TASKS FOR THIS EXERCISE:
A) Answer these questions using the text on Operation Dozimetr:
(i) Who was the Deputy Mayor of Prague arrested in the operation?
(ii) On what date was the operation launched?
(iii) What did the group hire to detect wiretaps?
B) Print the part of the Operation Dozimetr text between "The police monitored" and "of the raid.", inclusive.

EXCERPT PROVIDED:
· · ·

= Operation Dozimetr =

Operation Dozimetr was a police operation in June 2022 related to investigation of corruption at Prague City Hall linked primarily to Prague Public Transit Company (DPP). After more than two years of monitoring, the Police of the Czech Republic carried out a mass raid on the Prague City Hall, at the headquarters of the Transport Enterprises of the Capital City of Prague and at dozens of other places. Eleven of the thirteen defendants were arrested including the then Deputy Mayor of Prague Petr Hlubuček a member of Mayors and Independents or the influential Zlín businessman Michal Redl who is the alleged head of the group. The Group was accused, for example, for influencing the public contracts of the Prague Public Transit Company (DPP), bribery and efforts to divest assets from DPP and other institutions.

==Operation Dozimetr==
On 15 June 2022 The National Centre for Combating Organised Crime launched the Dosimetr operation. It was a mass raid on the City of Prague, the Prague Public Transit Company (DPP) and other places. Police charged thirteen people.

The police monitored the group for over two years. They used telephone and conspiracy flats to monitor. The group knew about the interest of the police at least since September 2020, when the media wrote about the filed criminal report. According to criminal investigators, therefore, the accused regularly inspected their equipment for wiretapping and, for example, used encrypted communication. They also hired a security agency to detect wiretaps. And thanks to contacts with the police, they also discovered one car that was watching them. In total, the police prosecuted thirteen people, three of whom were abroad at the time of the raid.

· · ·

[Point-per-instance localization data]
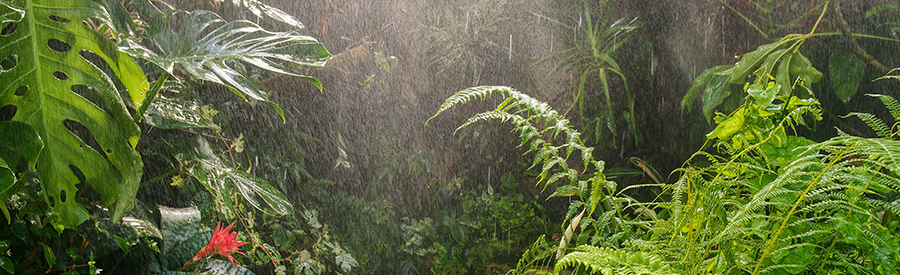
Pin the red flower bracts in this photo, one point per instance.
(223, 242)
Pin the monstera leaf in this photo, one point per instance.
(50, 77)
(219, 55)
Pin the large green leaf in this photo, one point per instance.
(219, 179)
(74, 106)
(699, 85)
(716, 91)
(846, 71)
(218, 55)
(21, 139)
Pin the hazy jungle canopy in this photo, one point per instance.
(449, 137)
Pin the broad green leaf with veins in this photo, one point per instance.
(89, 136)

· · ·

ANSWERS:
A)
(i) Petr Hlubuček
(ii) 15 June 2022
(iii) A security agency

B)
The police monitored the group for over two years. They used telephone and conspiracy flats to monitor. The group knew about the interest of the police at least since September 2020, when the media wrote about the filed criminal report. According to criminal investigators, therefore, the accused regularly inspected their equipment for wiretapping and, for example, used encrypted communication. They also hired a security agency to detect wiretaps. And thanks to contacts with the police, they also discovered one car that was watching them. In total, the police prosecuted thirteen people, three of whom were abroad at the time of the raid.